• Given exercise: Arrange every line of the listing below as a numbered list, leaving out any blank lines.

• Given records:
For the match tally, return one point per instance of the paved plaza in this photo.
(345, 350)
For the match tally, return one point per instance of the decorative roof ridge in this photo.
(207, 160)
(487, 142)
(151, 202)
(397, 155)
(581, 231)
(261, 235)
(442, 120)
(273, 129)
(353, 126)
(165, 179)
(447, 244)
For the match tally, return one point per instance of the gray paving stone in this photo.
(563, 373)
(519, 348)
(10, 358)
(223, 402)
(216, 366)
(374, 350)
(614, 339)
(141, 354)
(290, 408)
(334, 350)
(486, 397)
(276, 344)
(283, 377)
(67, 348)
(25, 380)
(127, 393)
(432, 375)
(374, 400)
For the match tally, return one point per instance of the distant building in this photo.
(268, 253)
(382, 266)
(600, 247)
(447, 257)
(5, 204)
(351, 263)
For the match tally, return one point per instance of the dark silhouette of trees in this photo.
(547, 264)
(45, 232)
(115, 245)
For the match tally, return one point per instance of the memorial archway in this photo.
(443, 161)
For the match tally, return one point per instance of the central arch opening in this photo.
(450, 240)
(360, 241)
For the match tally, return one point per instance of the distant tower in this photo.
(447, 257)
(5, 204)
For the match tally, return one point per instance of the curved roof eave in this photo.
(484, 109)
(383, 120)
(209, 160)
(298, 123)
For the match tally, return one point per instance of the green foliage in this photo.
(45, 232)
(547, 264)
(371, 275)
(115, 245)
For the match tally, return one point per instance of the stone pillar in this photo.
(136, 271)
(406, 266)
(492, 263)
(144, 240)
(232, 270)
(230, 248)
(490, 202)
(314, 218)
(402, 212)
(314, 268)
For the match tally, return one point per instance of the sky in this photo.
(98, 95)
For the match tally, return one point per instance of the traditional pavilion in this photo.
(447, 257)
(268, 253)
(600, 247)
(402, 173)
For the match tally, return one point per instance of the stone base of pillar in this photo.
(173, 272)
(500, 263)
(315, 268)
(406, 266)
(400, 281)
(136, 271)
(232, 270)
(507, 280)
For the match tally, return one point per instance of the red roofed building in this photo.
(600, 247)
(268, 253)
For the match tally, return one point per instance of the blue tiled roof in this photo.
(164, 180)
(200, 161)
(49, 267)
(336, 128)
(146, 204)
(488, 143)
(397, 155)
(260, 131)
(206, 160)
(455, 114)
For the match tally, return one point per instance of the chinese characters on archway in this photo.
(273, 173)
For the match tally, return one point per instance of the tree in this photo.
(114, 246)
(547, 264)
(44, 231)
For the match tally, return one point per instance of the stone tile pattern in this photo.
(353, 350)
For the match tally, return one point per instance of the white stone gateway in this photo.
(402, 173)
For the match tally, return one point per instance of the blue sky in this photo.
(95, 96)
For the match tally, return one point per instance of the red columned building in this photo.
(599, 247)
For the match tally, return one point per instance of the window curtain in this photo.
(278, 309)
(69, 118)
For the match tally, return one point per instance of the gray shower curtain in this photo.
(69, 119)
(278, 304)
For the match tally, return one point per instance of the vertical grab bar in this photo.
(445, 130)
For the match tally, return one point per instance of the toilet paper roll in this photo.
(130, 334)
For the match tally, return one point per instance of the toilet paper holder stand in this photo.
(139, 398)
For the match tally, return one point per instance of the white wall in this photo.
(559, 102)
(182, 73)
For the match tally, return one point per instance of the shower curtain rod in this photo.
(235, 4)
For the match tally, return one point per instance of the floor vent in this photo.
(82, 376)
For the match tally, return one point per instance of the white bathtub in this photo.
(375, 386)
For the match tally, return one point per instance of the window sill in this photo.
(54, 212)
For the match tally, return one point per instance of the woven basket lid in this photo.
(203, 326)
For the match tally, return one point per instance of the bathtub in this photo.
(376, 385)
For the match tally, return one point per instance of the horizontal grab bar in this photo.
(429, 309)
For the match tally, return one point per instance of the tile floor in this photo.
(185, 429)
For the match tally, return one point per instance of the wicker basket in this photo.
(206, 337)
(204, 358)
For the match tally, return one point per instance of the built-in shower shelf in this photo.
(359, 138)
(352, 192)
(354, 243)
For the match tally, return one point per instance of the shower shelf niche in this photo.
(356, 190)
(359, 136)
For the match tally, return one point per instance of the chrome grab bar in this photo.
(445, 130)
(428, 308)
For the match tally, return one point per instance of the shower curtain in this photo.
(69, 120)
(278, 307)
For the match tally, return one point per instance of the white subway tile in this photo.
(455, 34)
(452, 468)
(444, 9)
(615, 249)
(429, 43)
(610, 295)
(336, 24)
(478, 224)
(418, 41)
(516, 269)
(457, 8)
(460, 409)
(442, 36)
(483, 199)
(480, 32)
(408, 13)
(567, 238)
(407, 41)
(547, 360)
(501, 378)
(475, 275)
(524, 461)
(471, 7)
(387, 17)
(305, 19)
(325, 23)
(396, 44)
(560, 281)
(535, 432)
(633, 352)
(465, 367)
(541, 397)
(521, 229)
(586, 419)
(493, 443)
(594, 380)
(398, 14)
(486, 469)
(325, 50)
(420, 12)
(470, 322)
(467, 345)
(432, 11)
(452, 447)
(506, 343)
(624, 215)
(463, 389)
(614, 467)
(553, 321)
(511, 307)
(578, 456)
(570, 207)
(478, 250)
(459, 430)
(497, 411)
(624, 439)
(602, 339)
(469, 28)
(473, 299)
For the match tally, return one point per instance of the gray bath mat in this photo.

• Response:
1. For the match tally, return one point per instance of the paved plaza in this photo.
2. (345, 350)
3. For the match tally, return one point per instance of the decorative roof ridge in this photo.
4. (207, 160)
5. (487, 142)
6. (151, 202)
7. (397, 155)
8. (581, 231)
9. (261, 235)
10. (442, 120)
11. (273, 129)
12. (353, 126)
13. (165, 179)
14. (447, 244)
15. For the match tally, return one point per instance of the gray paving stone in this photo.
16. (563, 373)
17. (519, 348)
18. (10, 358)
19. (223, 402)
20. (216, 366)
21. (374, 350)
22. (614, 339)
23. (141, 354)
24. (290, 408)
25. (334, 350)
26. (486, 397)
27. (276, 344)
28. (283, 377)
29. (67, 348)
30. (25, 380)
31. (127, 393)
32. (432, 375)
33. (374, 400)
34. For the match tally, return one point per instance of the distant building in this photo.
35. (268, 253)
36. (382, 266)
37. (600, 247)
38. (447, 257)
39. (5, 204)
40. (351, 263)
41. For the match tally, return one point per instance of the dark silhouette of trees in this photo.
42. (547, 264)
43. (45, 232)
44. (115, 245)
45. For the match tally, return one point per instance of the memorial archway in this photo.
46. (443, 161)
47. For the match tally, return one point per instance of the central arch opening in this photo.
48. (450, 240)
49. (360, 241)
50. For the match tally, return one point per instance of the distant tower in this photo.
51. (447, 257)
52. (5, 204)
53. For the match tally, return one point per instance of the curved roof eave in this photo.
54. (484, 109)
55. (383, 120)
56. (209, 160)
57. (298, 123)
58. For the match tally, return one point per instance of the green foliage in this photo.
59. (45, 232)
60. (547, 264)
61. (371, 275)
62. (115, 245)
63. For the match tally, return one point per instance of the stone pillar in this photo.
64. (136, 271)
65. (406, 266)
66. (492, 263)
67. (144, 240)
68. (232, 270)
69. (230, 248)
70. (490, 202)
71. (314, 218)
72. (402, 212)
73. (314, 268)
74. For the match tally, return one point per instance of the sky in this photo.
75. (98, 95)
76. For the match tally, return one point per instance of the traditional pavilion in this photo.
77. (447, 257)
78. (268, 253)
79. (600, 247)
80. (402, 173)
81. For the match tally, return one point per instance of the stone base of pillar in this photo.
82. (173, 272)
83. (500, 263)
84. (315, 268)
85. (406, 266)
86. (400, 281)
87. (136, 271)
88. (232, 270)
89. (507, 280)
90. For the match tally, return one point per instance of the red roofed building in this photo.
91. (600, 247)
92. (268, 253)
93. For the match tally, return one point per instance of the blue tiled roof in this photo.
94. (164, 180)
95. (200, 161)
96. (49, 267)
97. (336, 128)
98. (146, 204)
99. (488, 143)
100. (397, 155)
101. (260, 131)
102. (206, 160)
103. (455, 114)
104. For the match tally, return one point per instance of the chinese characters on archway in this photo.
105. (273, 173)
106. For the match tally, return one point per instance of the tree in this photo.
107. (114, 246)
108. (547, 264)
109. (44, 231)
110. For the match tally, return one point per instance of the stone tile pattern in this photo.
111. (353, 350)
112. For the match tally, return one point per instance of the white stone gateway in this photo.
113. (402, 173)
114. For the match tally, return one point per instance of the blue sky in this photo.
115. (95, 96)
116. For the match tally, return one point per instance of the red columned building in this photo.
117. (599, 247)
118. For the match tally, return one point per instance of the window curtain in this photo.
119. (278, 309)
120. (69, 118)
121. For the match tally, return one point per instance of the gray shower curtain in this photo.
122. (69, 119)
123. (278, 304)
124. For the match tally, return one point per instance of the vertical grab bar in this photo.
125. (445, 130)
126. For the match tally, return one point per instance of the toilet paper roll in this photo.
127. (130, 334)
128. For the match tally, return one point per instance of the toilet paper holder stand in this photo.
129. (139, 398)
130. For the match tally, return one point per instance of the white wall in this photo.
131. (559, 102)
132. (182, 73)
133. For the match tally, return one point per instance of the shower curtain rod in this photo.
134. (235, 4)
135. For the match tally, return one point per instance of the floor vent in this photo.
136. (82, 376)
137. For the match tally, return one point per instance of the white bathtub in this photo.
138. (375, 386)
139. For the match tally, return one point per instance of the window sill in this photo.
140. (54, 212)
141. For the match tally, return one point per instance of the woven basket lid in this photo.
142. (203, 326)
143. For the match tally, return one point per instance of the bathtub in this photo.
144. (376, 385)
145. For the match tally, return one point per instance of the horizontal grab bar in this photo.
146. (429, 309)
147. For the match tally, return one point per instance of the tile floor in this photo.
148. (185, 429)
149. For the match tally, return one point per instance of the wicker basket in this photo.
150. (206, 337)
151. (204, 358)
152. For the match tally, return one point per instance of the built-in shower shelf in this photo.
153. (359, 138)
154. (352, 192)
155. (354, 243)
156. For the match tally, return one point per instance of the shower shelf niche in this photo.
157. (356, 190)
158. (359, 136)
159. For the match tally, return one point per instance of the chrome grab bar in this photo.
160. (445, 130)
161. (428, 308)
162. For the match tally, return one point per instance of the shower curtain in this photo.
163. (69, 120)
164. (278, 307)
165. For the match tally, return one point per instance of the white subway tile in this photo.
166. (455, 34)
167. (452, 468)
168. (444, 9)
169. (615, 249)
170. (429, 43)
171. (610, 295)
172. (336, 24)
173. (478, 224)
174. (418, 41)
175. (516, 269)
176. (457, 8)
177. (460, 409)
178. (442, 36)
179. (483, 199)
180. (480, 32)
181. (408, 13)
182. (567, 238)
183. (407, 41)
184. (547, 360)
185. (501, 378)
186. (475, 275)
187. (524, 461)
188. (471, 7)
189. (387, 17)
190. (305, 19)
191. (325, 23)
192. (396, 44)
193. (560, 281)
194. (535, 432)
195. (633, 352)
196. (465, 367)
197. (541, 397)
198. (521, 229)
199. (586, 419)
200. (493, 443)
201. (594, 380)
202. (398, 14)
203. (486, 469)
204. (325, 50)
205. (420, 12)
206. (470, 322)
207. (467, 345)
208. (432, 11)
209. (452, 447)
210. (506, 343)
211. (624, 215)
212. (463, 389)
213. (614, 467)
214. (553, 321)
215. (511, 307)
216. (578, 456)
217. (570, 207)
218. (478, 250)
219. (459, 430)
220. (497, 411)
221. (624, 439)
222. (602, 339)
223. (469, 28)
224. (473, 299)
225. For the match tally, return one point per instance of the gray bath mat in this photo.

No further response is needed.